Pointing data excerpts

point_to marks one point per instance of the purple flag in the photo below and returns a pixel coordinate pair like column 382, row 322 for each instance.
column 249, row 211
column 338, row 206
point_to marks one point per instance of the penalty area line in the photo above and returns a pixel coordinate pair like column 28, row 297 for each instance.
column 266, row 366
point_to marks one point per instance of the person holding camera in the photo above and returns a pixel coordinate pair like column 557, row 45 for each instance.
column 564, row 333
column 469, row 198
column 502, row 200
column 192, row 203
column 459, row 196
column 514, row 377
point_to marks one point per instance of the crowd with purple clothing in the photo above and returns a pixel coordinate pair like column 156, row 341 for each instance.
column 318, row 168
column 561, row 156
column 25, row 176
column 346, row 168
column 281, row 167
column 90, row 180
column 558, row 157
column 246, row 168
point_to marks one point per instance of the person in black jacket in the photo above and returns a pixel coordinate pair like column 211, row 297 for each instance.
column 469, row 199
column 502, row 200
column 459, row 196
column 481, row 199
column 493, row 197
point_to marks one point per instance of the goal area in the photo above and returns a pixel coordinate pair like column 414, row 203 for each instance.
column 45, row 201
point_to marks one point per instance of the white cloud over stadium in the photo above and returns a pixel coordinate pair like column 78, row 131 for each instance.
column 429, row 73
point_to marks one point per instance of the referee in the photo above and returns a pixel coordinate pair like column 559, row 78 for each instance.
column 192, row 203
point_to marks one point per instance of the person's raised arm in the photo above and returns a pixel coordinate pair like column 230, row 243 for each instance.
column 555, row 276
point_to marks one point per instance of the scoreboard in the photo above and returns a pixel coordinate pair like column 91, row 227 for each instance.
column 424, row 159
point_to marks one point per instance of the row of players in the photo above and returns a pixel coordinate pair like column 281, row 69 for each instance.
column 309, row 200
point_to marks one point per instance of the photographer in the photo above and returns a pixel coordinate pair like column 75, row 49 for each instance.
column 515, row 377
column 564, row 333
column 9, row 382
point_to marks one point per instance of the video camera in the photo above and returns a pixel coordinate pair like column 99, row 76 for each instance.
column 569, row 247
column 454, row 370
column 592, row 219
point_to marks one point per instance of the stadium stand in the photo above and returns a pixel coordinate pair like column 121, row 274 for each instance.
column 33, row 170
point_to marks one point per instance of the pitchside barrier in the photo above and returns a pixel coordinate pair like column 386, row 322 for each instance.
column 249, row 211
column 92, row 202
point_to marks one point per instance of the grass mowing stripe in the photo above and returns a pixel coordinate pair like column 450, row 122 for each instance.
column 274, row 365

**Written request:** Print all of the material above again, line for line, with no changes.

**Final result:**
point_to marks one point per instance of the purple flag in the photo below and returns a pixel coordinate pair like column 382, row 322 for each instance.
column 249, row 211
column 338, row 206
point_to marks one point per instance of the penalty area line in the photo above and returns a pixel coordinate pair like column 28, row 297 for each instance.
column 266, row 366
point_to marks one point per instance of the person holding camera in the photo above and returns a pixel coordinate pair like column 557, row 45 for each instance.
column 564, row 333
column 469, row 198
column 502, row 200
column 192, row 203
column 459, row 196
column 514, row 377
point_to marks one point per instance of the crowd with purple clothing in the photo above and returns a pixel coordinate pair like column 156, row 341 for each instance.
column 318, row 168
column 561, row 156
column 25, row 176
column 346, row 168
column 281, row 167
column 90, row 180
column 558, row 157
column 246, row 168
point_to marks one point per instance of the person in black jacket in the photo above and returns a pixel coordinate pair like column 211, row 297 for each instance.
column 469, row 199
column 502, row 200
column 459, row 196
column 481, row 199
column 493, row 197
point_to marks one point per instance of the goal area in the photo above and returns a pixel coordinate pair like column 414, row 203 for each instance.
column 45, row 201
point_to marks one point per instance of the white cloud over stadium in the photo above and returns a pixel coordinate pair like column 78, row 131 for each instance.
column 429, row 73
point_to marks one point per instance of the referee in the photo above and returns a pixel coordinate pair like column 559, row 78 for each instance.
column 192, row 203
point_to marks one point per instance of the person's raised arm in the photo above and returns a pixel coordinate pair like column 230, row 243 for each instance.
column 555, row 276
point_to marks one point per instance of the scoreboard in the photo above and returns a pixel coordinate pair like column 91, row 227 for each instance.
column 424, row 159
point_to marks one point per instance of the row of players in the photo above and returns a pixel coordinate pair like column 281, row 69 for each instance.
column 309, row 200
point_to marks one point per instance of the photographer in the photo above and returns a pixel coordinate pair like column 75, row 49 for each instance.
column 515, row 377
column 564, row 333
column 9, row 382
point_to marks one point per instance of the video camera in the photo above and returns a pixel coordinate pair like column 99, row 76 for each instance.
column 569, row 247
column 454, row 370
column 592, row 219
point_to marks one point per instance of the stadium stand in the photo above and returns a pixel coordinate pair like column 121, row 274 for each instance.
column 33, row 170
point_to marks one point per instance of the pitchside barrier in the photo above and returns a pixel coordinate pair like column 386, row 322 for each instance.
column 249, row 211
column 92, row 202
point_to marks one point per instance of the grass mowing stripe in the photo above and returns a pixel coordinate pair like column 450, row 122 for each instance.
column 274, row 365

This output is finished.